* Task
In the records below, the lines from the one containing "Where can the red syrup" through the last are to be reproduced exactly and alone.

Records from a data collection
····················
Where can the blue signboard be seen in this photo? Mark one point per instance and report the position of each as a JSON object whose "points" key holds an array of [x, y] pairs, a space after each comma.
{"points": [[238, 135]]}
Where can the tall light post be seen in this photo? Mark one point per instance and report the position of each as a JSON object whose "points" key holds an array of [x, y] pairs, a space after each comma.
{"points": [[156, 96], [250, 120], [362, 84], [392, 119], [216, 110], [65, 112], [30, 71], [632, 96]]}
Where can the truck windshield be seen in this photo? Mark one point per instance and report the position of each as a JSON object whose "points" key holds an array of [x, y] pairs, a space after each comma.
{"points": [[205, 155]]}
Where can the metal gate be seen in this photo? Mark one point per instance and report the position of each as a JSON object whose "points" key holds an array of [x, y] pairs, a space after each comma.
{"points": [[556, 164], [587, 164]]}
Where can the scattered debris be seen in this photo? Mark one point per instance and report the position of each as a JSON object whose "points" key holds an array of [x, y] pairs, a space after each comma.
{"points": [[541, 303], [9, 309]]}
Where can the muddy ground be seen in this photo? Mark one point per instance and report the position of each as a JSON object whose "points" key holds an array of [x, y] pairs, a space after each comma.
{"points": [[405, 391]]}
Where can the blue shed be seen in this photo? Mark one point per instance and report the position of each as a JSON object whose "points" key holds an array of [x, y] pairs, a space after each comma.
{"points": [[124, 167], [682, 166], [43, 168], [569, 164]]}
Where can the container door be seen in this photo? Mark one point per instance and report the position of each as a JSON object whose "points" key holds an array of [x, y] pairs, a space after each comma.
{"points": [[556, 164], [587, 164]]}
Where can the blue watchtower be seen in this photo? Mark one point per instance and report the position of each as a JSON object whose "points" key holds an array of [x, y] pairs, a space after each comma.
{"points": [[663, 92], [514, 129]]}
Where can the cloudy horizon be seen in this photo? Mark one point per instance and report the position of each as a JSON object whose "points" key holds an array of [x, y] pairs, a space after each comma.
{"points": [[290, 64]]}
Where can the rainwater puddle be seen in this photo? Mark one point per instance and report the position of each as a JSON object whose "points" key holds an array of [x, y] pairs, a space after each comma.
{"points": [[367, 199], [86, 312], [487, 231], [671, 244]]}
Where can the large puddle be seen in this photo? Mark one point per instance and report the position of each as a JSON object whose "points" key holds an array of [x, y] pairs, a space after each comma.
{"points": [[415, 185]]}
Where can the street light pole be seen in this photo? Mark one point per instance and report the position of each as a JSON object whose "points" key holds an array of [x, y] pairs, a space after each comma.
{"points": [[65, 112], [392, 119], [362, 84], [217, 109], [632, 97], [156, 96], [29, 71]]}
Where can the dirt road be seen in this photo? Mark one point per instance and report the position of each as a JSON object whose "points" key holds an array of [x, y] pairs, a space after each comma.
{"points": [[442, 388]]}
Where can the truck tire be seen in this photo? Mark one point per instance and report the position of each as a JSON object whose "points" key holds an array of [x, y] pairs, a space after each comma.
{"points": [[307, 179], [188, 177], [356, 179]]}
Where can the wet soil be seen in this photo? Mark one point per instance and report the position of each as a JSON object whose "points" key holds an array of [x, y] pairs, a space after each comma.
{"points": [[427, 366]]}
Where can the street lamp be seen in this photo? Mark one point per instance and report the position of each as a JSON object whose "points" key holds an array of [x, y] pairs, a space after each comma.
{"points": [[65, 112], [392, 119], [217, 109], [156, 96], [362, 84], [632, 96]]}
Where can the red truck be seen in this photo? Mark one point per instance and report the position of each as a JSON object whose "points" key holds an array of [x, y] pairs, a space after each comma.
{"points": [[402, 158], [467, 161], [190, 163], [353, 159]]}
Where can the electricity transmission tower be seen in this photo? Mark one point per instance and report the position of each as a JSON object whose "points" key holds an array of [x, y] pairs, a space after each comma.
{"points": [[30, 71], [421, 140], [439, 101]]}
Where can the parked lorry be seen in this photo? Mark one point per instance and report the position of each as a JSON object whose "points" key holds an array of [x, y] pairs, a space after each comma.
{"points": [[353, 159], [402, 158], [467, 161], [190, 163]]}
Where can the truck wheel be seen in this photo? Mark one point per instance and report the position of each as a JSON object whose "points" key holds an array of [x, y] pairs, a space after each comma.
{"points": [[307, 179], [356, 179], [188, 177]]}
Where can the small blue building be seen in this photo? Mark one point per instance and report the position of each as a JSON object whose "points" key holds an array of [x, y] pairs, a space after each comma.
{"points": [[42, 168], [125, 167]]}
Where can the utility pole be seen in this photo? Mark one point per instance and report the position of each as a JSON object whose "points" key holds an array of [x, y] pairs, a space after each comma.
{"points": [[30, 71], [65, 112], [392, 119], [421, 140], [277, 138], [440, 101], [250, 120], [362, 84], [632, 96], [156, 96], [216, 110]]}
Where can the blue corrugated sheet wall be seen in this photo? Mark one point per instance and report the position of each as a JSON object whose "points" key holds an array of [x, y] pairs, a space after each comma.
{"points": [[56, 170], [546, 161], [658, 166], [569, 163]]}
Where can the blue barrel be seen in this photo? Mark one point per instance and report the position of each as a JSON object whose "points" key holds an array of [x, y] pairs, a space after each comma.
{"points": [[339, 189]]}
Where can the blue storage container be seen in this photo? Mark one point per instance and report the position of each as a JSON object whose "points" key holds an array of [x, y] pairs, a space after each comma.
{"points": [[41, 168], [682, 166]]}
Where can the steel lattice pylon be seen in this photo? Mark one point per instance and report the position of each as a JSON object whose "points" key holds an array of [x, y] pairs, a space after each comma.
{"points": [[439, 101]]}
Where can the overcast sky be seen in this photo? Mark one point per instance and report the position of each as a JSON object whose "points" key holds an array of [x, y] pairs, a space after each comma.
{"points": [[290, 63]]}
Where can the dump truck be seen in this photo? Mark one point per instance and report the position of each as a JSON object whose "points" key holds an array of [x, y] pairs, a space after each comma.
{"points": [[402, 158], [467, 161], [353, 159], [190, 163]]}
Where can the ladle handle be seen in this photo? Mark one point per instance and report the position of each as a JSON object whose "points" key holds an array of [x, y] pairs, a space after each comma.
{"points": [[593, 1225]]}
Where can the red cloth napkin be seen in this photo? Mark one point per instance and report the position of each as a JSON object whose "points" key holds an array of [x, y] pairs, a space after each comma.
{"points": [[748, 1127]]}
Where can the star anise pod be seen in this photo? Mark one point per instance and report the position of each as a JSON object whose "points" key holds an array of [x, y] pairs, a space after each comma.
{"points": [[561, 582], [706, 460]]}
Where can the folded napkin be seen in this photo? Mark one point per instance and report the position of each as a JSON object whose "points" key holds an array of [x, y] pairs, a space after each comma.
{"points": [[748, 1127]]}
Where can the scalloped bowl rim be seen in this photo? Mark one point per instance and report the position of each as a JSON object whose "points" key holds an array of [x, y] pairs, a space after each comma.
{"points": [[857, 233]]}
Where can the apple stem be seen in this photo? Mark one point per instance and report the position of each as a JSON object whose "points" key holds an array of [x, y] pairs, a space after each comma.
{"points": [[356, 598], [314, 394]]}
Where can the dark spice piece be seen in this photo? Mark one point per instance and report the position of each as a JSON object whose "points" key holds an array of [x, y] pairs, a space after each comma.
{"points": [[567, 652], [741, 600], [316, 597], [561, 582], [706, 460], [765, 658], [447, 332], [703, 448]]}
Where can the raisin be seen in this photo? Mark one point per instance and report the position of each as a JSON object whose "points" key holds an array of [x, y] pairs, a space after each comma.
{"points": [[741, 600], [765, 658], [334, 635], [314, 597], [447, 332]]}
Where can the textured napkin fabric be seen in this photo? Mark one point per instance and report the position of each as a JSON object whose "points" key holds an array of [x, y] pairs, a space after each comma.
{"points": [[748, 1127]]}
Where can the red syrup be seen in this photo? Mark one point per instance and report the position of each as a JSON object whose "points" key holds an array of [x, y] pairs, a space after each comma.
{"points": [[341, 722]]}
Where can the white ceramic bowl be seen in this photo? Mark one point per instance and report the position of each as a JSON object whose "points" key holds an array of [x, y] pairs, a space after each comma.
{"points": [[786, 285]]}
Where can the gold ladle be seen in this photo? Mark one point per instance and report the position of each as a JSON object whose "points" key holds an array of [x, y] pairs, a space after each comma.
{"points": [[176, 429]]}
····················
* Solution to the exercise
Where can the red syrup be seen in this photo? Mark one point per instance and report the position of each as a JSON object whose "points" key holds an array of [x, y] pairs, a space after each comma.
{"points": [[341, 722]]}
Where can the white ceramic bowl be seen in this photo? Mark one point per instance and report the position of each as a JSON object whose "points" key holds an array of [x, y] pairs, a space after each comma.
{"points": [[786, 285]]}
Where can the gold ladle be seen in this photo? Mark one point per instance and report the position of each as a JSON object whose "points" key holds an array of [x, y] pairs, a space after each comma.
{"points": [[176, 429]]}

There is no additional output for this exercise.